■ Work to do
Reproduce exactly the final portion of the data: every line from the one containing "Note to the class: locate the orange" through the last line, inclusive.

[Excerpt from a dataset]
★ ★ ★ ★

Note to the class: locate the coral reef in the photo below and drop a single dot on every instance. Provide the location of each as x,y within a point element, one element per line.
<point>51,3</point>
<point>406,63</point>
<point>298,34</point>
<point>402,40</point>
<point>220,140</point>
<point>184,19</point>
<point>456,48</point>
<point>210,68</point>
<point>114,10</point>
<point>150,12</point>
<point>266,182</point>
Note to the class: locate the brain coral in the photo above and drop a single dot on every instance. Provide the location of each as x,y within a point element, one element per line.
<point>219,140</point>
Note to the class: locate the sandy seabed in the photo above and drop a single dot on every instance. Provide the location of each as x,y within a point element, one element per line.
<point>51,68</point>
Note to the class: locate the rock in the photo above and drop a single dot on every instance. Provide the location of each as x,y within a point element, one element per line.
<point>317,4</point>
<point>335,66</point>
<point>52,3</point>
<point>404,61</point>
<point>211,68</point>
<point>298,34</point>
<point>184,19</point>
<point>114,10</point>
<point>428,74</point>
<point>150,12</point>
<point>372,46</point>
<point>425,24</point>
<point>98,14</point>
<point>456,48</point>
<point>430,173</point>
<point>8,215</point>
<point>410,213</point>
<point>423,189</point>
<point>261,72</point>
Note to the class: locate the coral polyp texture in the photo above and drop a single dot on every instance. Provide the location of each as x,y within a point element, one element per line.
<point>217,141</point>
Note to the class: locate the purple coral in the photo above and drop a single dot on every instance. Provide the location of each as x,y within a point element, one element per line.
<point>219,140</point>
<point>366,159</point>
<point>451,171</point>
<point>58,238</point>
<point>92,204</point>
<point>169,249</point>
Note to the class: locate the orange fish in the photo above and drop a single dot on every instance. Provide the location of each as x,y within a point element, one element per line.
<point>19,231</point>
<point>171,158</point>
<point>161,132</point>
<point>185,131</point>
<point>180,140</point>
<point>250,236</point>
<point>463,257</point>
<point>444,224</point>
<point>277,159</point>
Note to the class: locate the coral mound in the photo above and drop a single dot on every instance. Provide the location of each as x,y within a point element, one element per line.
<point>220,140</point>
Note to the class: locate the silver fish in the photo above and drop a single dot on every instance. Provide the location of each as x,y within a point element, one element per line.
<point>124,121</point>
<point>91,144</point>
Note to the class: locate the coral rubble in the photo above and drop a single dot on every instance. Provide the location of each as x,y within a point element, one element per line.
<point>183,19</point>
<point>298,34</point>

★ ★ ★ ★

■ Problem solution
Note to the class: locate the orange fish in the photo above and drop a single dot on every instance. Provide the location of each as x,y within a point element, one element per line.
<point>19,231</point>
<point>171,158</point>
<point>161,132</point>
<point>185,131</point>
<point>180,140</point>
<point>250,236</point>
<point>463,257</point>
<point>444,224</point>
<point>277,159</point>
Note to the class: locate the coral mound in the photo above and drop a single dot on every instance. Provide the location of each as x,y within a point element, one element per line.
<point>220,140</point>
Note to the class: locate the silver fish in the photo above and drop a single dot on every instance. Provide the location of each as x,y within a point element, one element per line.
<point>124,121</point>
<point>91,144</point>
Note to the class: locate the coral rubble in the photo above and drop a single dot on every instance. Provide the location of each as x,y within a point element, one element per line.
<point>183,19</point>
<point>298,34</point>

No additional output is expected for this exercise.